▶ _Instructions for the task_:
Find the line that contains "of the road". Then set down that line and all the lines after it, to the end of the records, exactly and with nothing added.

=-=-=-=-=

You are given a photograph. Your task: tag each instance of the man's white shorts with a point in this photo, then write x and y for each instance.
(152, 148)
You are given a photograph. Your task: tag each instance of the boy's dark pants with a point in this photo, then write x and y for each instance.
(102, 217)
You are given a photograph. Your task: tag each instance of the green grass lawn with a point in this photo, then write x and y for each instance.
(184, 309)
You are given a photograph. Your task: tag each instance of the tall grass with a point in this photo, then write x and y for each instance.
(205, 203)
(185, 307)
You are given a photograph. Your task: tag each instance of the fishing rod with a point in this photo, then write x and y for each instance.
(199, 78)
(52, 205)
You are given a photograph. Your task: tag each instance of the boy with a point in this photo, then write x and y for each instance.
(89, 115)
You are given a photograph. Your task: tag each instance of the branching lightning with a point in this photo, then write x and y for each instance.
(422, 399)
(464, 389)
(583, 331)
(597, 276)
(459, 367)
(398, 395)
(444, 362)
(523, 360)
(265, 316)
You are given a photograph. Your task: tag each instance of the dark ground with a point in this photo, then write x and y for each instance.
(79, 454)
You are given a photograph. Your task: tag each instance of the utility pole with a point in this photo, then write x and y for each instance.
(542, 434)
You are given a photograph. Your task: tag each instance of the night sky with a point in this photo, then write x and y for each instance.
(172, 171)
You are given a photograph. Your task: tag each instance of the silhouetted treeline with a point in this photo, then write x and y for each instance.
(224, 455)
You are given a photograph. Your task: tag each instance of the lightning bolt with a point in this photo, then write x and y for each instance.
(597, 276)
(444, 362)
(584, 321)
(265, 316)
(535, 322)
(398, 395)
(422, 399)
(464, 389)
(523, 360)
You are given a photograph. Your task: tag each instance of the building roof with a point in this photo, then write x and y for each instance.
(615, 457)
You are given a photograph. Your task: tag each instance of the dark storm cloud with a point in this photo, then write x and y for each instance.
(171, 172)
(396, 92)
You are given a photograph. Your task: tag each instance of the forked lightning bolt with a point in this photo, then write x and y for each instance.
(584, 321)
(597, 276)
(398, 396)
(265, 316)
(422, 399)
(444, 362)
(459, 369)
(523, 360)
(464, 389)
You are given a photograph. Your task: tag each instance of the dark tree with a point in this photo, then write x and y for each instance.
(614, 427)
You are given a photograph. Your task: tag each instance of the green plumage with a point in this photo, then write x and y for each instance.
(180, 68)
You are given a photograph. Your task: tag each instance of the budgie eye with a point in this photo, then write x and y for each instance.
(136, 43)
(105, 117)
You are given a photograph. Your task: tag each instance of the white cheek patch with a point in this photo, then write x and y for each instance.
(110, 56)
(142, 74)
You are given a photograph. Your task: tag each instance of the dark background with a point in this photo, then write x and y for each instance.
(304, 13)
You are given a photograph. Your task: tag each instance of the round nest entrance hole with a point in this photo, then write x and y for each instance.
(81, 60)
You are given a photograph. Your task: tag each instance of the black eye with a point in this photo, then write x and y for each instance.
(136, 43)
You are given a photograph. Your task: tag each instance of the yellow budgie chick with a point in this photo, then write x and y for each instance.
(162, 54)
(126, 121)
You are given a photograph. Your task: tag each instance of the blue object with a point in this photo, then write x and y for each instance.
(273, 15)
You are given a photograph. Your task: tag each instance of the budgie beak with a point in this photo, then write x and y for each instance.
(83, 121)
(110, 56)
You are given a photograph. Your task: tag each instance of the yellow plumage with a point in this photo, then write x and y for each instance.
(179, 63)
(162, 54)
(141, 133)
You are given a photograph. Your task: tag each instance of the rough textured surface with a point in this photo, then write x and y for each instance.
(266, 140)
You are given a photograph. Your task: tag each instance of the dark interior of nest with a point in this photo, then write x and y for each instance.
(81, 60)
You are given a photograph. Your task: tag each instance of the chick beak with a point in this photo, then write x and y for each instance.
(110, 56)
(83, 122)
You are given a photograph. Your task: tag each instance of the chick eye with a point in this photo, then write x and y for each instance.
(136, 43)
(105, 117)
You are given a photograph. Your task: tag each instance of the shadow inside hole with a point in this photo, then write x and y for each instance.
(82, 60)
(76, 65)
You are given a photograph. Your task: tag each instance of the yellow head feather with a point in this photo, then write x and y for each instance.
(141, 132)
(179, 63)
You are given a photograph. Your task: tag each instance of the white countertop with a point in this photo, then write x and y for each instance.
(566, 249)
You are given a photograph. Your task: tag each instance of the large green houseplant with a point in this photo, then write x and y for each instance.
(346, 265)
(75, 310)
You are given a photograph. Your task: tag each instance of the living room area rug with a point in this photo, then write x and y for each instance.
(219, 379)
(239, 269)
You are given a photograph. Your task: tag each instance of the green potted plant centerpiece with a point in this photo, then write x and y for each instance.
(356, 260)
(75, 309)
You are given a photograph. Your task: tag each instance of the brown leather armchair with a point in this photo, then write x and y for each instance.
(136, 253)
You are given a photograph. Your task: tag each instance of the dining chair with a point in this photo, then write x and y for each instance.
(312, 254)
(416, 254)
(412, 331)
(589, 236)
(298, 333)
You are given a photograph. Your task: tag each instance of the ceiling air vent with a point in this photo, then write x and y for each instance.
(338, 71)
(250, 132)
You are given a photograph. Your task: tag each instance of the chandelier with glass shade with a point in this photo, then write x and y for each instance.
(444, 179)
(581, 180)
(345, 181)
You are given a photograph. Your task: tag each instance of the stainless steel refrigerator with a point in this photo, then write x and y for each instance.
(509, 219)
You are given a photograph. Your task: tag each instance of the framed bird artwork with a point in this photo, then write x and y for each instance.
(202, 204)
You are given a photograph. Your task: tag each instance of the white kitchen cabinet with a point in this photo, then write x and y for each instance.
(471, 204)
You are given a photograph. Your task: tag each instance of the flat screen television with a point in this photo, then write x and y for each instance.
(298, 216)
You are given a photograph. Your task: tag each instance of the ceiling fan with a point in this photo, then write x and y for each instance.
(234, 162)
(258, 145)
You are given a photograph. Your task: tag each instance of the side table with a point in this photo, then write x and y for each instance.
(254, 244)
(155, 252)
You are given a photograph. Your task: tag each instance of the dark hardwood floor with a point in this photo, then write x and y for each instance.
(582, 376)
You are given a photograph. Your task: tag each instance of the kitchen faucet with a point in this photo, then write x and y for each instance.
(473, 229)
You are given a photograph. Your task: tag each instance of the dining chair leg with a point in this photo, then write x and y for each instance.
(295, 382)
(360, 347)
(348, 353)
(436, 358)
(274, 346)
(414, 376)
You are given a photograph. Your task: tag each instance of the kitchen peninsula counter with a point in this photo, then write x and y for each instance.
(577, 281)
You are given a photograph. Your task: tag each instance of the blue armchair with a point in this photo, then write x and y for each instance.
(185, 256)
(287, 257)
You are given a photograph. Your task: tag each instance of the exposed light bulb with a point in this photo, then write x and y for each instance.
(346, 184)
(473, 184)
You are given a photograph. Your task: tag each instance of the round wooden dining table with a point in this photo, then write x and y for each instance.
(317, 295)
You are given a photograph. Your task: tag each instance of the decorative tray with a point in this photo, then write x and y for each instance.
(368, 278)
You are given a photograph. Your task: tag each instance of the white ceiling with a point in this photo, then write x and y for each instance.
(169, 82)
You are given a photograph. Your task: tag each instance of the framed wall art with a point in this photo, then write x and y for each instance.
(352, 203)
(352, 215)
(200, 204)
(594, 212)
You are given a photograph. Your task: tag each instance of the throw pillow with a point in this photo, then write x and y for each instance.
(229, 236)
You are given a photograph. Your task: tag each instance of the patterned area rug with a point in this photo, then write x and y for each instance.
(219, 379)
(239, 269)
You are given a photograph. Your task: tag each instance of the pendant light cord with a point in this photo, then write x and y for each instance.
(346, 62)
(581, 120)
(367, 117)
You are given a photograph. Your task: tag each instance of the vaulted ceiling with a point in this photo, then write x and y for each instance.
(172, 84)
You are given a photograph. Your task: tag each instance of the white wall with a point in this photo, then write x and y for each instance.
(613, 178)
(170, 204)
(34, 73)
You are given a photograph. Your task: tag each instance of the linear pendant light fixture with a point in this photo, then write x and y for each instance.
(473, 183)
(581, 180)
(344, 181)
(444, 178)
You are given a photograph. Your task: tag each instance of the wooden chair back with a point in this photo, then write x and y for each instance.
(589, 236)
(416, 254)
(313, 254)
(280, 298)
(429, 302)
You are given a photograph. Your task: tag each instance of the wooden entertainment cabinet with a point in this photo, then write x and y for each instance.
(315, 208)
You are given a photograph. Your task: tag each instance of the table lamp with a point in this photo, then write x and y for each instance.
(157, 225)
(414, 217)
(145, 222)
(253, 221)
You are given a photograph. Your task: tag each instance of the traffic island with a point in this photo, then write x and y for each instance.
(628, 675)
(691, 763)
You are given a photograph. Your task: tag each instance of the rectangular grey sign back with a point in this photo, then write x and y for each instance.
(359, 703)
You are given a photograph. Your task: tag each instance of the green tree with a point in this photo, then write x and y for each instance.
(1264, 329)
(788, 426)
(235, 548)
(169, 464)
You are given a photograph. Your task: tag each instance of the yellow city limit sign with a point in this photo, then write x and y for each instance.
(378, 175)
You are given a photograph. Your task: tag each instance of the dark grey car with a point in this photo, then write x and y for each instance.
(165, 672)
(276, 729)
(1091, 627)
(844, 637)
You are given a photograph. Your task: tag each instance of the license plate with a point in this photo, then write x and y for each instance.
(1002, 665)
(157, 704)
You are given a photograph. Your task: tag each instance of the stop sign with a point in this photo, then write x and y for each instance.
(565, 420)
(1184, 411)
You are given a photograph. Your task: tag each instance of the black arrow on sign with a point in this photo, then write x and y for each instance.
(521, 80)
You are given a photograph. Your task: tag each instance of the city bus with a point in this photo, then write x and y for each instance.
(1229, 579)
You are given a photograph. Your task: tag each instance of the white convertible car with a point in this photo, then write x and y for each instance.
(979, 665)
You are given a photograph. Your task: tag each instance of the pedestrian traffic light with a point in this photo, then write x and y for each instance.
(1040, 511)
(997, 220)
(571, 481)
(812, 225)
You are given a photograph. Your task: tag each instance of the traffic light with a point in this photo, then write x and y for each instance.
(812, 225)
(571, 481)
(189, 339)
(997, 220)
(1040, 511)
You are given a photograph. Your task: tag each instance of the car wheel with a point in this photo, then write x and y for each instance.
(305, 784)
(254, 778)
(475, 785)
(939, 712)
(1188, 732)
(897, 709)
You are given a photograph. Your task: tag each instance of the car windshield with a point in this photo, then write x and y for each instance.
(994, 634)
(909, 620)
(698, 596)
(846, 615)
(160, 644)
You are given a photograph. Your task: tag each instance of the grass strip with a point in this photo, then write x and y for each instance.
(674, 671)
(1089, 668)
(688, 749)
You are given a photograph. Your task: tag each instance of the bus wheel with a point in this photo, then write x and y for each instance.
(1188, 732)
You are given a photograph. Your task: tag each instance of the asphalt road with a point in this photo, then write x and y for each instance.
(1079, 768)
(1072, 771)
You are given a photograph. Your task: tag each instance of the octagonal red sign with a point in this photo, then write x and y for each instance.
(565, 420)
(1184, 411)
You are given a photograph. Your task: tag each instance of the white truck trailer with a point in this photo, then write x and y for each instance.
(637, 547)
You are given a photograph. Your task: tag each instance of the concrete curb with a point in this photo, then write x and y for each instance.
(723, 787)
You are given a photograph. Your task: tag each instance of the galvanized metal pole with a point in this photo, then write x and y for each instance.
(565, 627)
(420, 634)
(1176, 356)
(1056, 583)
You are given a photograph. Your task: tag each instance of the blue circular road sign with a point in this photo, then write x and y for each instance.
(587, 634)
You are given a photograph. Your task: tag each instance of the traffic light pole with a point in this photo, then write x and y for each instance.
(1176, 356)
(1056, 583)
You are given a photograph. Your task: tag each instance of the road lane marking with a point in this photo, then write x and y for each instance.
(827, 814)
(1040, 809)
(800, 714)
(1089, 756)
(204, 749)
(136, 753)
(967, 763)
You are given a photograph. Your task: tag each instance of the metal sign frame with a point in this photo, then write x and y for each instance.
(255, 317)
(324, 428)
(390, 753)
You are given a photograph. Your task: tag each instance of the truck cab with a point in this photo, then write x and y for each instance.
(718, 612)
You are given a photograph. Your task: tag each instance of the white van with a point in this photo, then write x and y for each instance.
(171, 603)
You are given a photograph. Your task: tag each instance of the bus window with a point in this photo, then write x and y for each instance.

=-=-=-=-=

▶ _Exercise answer_:
You are given a photograph. Your task: tag each instance of the road lane marking with a point in this photo, then write x and y for each instance.
(827, 814)
(1040, 809)
(800, 714)
(1089, 756)
(204, 749)
(136, 753)
(967, 763)
You are given a photograph. Your task: tag each instance of the metal sign frame with a point in this photo, then write x and y for each instance.
(255, 317)
(324, 428)
(390, 753)
You are given a photograph. Your task: tag each instance of the truck cab with a point in this photo, then write x and y for each instance.
(718, 612)
You are given a photograph. Your task: tag each instance of the white van with a point in this photo, then write x and y for each instance.
(171, 603)
You are given a photograph. Your task: tag each instance of the bus window with a point in this photo, then write x and y for each instance.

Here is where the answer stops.